*PROBLEMS TO WORK ON*.
#1 In the DIY vaping thread, reproduce the stretch from "## Nova69 (29/4/16)" through "market for them.", swapping "bubblegum" for "licorice".
#2 Convert the saved entries, from the start of the records through the line containing "526L237 511L276 506L281", into a two-column CSV with the headers "prompt" and "answer". Make one row per record, put each field in double quotes, and replace line breaks with spaces.

*GIVEN TEXT*.
# How many of you DIY?



## Jakes351 (29/4/16)

Would love to see this !

I 50% DIY and 50% Support our local juice manufacturers 

When the budget is low DIY pushes up to 100% 

Mods, please move to the right thread if needed.

Reactions: Like 1 | Can relate 1


----------



## Stevape;) (29/4/16)

100% DIY for 3 or 4 months now

Reactions: Like 1


----------



## Wesley (29/4/16)

DIY for about a year, only recently began making vapeable juices though. Will buy something local now and then for fresh ideas.

Reactions: Can relate 1


----------



## VapeDude (29/4/16)

I DIY 99% of the time and buy a local juice once every 2 months or so


----------



## Lord Vetinari (29/4/16)

Fortunate enough to have some guiding hands with the DIY. It is a great hobby. I will always buy though. Too many great juices out there to ever stick to my own.

Reactions: Agree 1


----------



## Jakes351 (29/4/16)

Lord Vetinari said:


> Fortunate enough to have some guiding hands with the DIY. It is a great hobby. I will always buy though. Too many great juices out there to ever stick to my own.



Yeah, i buy a local juice once a month for the support!


----------



## zadiac (29/4/16)

Been making my own juices now for about 18 months.

Reactions: Like 1


----------



## Jakes351 (29/4/16)

zadiac said:


> Been making my own juices now for about 18 months.



gees thats a long time hey!


----------



## Nova69 (29/4/16)

Diy for 3 months now 100%


----------



## @Zico (29/4/16)

Been trying DIY for about 8 months now. 
Vape 50%DIY + 50% locally juices.
Started with single flavour juices such as cream soda, bubblegum, fruit circles, lemon meringue, cotton candy etc. & developed a market for them.
Now trying a few clone recipes.


----------



## YeOldeOke (3/5/16)

Been DIY'ing since, ish I forget.

2013. Yea.

Or was it 2012. Somesuch.


----------



## kev mac (4/5/16)

Jakes351 said:


> Would love to see this !
> 
> I 50% DIY and 50% Support our local juice manufacturers
> 
> ...


Been doing the DIY thing w/ Ejuice for about a yr.and a half.I'm lucky my tastes are simple and it has saved me lots of $$$,plus it's fun.

Reactions: Like 1


----------



## JC Okie (4/5/16)

I have been DIYing for over five years now. Haven't bought any juice since the fall of 2010. I also buy my nic, VG, PG, and flavorings in bulk so I vape for next to nothing. Now if I could only keep myself from spending all that savings on mods and attys, I'd be way ahead of the game. LOL

Reactions: Like 3 | Can relate 1


----------



## YeOldeOke (4/5/16)

[Saved entries]
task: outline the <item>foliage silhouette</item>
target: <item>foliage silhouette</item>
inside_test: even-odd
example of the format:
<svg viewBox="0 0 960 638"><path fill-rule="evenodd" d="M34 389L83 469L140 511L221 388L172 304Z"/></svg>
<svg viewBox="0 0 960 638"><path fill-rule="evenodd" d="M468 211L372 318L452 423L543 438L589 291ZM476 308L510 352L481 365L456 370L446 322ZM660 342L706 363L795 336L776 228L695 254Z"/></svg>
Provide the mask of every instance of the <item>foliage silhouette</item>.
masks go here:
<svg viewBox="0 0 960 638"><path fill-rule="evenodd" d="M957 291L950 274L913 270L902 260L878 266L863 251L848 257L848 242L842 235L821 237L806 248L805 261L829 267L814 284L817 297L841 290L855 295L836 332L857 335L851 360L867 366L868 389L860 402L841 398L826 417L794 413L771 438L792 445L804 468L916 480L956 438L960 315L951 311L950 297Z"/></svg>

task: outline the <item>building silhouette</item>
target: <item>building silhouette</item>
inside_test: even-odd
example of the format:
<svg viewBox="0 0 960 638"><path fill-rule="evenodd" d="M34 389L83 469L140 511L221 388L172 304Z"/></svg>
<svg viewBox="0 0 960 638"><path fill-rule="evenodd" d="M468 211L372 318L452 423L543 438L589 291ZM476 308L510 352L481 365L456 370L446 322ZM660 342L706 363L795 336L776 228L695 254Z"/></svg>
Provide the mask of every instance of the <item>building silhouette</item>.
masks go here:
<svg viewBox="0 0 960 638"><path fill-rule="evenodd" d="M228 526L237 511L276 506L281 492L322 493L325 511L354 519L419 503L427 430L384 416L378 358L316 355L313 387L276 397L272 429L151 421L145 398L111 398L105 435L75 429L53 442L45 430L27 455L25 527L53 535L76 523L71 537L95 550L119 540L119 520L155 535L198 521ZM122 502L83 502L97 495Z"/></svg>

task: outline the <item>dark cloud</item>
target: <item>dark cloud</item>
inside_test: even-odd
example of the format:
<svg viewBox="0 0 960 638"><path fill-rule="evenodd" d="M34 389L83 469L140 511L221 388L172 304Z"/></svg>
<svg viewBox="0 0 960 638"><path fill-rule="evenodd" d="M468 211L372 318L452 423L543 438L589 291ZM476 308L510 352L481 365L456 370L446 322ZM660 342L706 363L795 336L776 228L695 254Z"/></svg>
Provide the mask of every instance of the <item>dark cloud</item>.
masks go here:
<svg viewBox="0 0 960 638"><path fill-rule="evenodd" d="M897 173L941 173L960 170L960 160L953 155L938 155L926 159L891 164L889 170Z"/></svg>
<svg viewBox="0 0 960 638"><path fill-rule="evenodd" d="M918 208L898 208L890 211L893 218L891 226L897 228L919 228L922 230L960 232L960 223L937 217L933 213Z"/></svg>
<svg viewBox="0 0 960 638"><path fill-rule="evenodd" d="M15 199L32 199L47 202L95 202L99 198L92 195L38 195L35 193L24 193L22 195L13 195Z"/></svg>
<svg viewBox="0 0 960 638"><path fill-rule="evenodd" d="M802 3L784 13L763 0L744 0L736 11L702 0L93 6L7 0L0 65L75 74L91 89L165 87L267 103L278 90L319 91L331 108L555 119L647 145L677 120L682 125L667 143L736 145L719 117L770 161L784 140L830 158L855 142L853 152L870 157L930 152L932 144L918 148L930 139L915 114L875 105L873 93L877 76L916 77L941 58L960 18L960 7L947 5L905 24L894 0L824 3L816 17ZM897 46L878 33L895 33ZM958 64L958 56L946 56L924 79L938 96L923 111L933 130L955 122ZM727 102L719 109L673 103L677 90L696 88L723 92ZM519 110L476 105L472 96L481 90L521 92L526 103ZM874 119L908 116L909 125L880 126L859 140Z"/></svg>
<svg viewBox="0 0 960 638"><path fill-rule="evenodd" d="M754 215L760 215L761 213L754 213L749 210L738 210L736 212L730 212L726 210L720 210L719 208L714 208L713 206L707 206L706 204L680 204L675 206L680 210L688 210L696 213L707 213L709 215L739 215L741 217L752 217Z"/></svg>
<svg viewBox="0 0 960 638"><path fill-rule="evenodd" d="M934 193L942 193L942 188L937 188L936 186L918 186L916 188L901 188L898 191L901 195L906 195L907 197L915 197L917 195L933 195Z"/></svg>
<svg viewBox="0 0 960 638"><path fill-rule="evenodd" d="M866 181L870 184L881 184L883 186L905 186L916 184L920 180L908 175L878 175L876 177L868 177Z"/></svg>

*SOLUTIONS BELOW*.
#1
## Nova69 (29/4/16)

Diy for 3 months now 100%


----------



## @Zico (29/4/16)

Been trying DIY for about 8 months now. 
Vape 50%DIY + 50% locally juices.
Started with single flavour juices such as cream soda, licorice, fruit circles, lemon meringue, cotton candy etc. & developed a market for them.

#2
prompt,answer
"task: outline the <item>foliage silhouette</item> target: <item>foliage silhouette</item> inside_test: even-odd example of the format: <svg viewBox=""0 0 960 638""><path fill-rule=""evenodd"" d=""M34 389L83 469L140 511L221 388L172 304Z""/></svg> <svg viewBox=""0 0 960 638""><path fill-rule=""evenodd"" d=""M468 211L372 318L452 423L543 438L589 291ZM476 308L510 352L481 365L456 370L446 322ZM660 342L706 363L795 336L776 228L695 254Z""/></svg> Provide the mask of every instance of the <item>foliage silhouette</item>. masks go here:","<svg viewBox=""0 0 960 638""><path fill-rule=""evenodd"" d=""M957 291L950 274L913 270L902 260L878 266L863 251L848 257L848 242L842 235L821 237L806 248L805 261L829 267L814 284L817 297L841 290L855 295L836 332L857 335L851 360L867 366L868 389L860 402L841 398L826 417L794 413L771 438L792 445L804 468L916 480L956 438L960 315L951 311L950 297Z""/></svg>"
"task: outline the <item>building silhouette</item> target: <item>building silhouette</item> inside_test: even-odd example of the format: <svg viewBox=""0 0 960 638""><path fill-rule=""evenodd"" d=""M34 389L83 469L140 511L221 388L172 304Z""/></svg> <svg viewBox=""0 0 960 638""><path fill-rule=""evenodd"" d=""M468 211L372 318L452 423L543 438L589 291ZM476 308L510 352L481 365L456 370L446 322ZM660 342L706 363L795 336L776 228L695 254Z""/></svg> Provide the mask of every instance of the <item>building silhouette</item>. masks go here:","<svg viewBox=""0 0 960 638""><path fill-rule=""evenodd"" d=""M228 526L237 511L276 506L281 492L322 493L325 511L354 519L419 503L427 430L384 416L378 358L316 355L313 387L276 397L272 429L151 421L145 398L111 398L105 435L75 429L53 442L45 430L27 455L25 527L53 535L76 523L71 537L95 550L119 540L119 520L155 535L198 521ZM122 502L83 502L97 495Z""/></svg>"